### What is required
Copy the lines below word for word. Start with the first line and stop after the line that contains "86L165 85L169 88L108".

### Information given
____
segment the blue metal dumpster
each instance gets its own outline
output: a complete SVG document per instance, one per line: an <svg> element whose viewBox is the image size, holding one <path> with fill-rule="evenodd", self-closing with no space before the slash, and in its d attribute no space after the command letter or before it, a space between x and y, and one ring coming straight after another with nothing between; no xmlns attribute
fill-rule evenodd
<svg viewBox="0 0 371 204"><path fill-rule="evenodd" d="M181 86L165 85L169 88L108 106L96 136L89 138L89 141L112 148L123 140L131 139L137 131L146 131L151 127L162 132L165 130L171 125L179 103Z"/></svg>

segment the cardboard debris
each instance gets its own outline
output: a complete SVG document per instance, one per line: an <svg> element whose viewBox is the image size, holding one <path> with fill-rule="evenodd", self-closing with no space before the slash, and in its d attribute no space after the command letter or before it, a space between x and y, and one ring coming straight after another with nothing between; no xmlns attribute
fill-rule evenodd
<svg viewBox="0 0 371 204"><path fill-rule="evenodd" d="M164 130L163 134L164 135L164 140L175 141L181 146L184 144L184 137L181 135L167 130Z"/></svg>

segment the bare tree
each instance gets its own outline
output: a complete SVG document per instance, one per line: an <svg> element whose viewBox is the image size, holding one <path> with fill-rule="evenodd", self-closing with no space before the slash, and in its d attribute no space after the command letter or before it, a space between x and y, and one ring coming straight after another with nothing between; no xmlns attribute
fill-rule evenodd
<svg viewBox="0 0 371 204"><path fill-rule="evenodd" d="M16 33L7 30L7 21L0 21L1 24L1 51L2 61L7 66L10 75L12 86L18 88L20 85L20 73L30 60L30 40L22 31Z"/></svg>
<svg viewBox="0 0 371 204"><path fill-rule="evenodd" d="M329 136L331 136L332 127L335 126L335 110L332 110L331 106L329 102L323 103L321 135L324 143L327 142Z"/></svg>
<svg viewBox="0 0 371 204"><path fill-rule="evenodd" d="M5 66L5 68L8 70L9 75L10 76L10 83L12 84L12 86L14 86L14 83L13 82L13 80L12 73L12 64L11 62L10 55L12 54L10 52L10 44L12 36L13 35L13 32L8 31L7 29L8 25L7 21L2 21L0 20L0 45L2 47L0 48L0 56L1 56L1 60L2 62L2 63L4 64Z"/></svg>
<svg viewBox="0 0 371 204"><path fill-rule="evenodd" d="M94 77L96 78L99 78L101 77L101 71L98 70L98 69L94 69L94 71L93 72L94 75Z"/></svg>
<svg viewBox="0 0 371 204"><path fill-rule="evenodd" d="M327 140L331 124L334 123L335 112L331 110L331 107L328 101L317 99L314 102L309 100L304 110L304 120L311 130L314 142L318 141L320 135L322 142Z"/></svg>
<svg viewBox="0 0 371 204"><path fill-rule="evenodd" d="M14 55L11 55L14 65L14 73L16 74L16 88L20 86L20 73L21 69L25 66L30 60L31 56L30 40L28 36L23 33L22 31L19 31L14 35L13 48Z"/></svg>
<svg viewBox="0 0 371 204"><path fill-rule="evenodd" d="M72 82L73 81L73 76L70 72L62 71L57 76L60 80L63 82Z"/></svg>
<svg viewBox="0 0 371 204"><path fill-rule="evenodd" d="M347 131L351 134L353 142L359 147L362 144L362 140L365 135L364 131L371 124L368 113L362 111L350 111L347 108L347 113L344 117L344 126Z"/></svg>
____
### Answer in full
segment the blue metal dumpster
each instance gets its own outline
output: a complete SVG document per instance, one per line: an <svg> element whose viewBox is the image size, holding one <path> with fill-rule="evenodd", self-closing with no space before the slash, and in its d attribute no space after the command letter or before it, a space between x and y, and one ring coming straight after another with nothing between; no xmlns attribute
fill-rule evenodd
<svg viewBox="0 0 371 204"><path fill-rule="evenodd" d="M181 86L165 85L169 88L108 106L96 136L89 138L89 141L112 148L123 140L131 139L137 131L146 131L151 127L162 132L165 130L171 125L179 103Z"/></svg>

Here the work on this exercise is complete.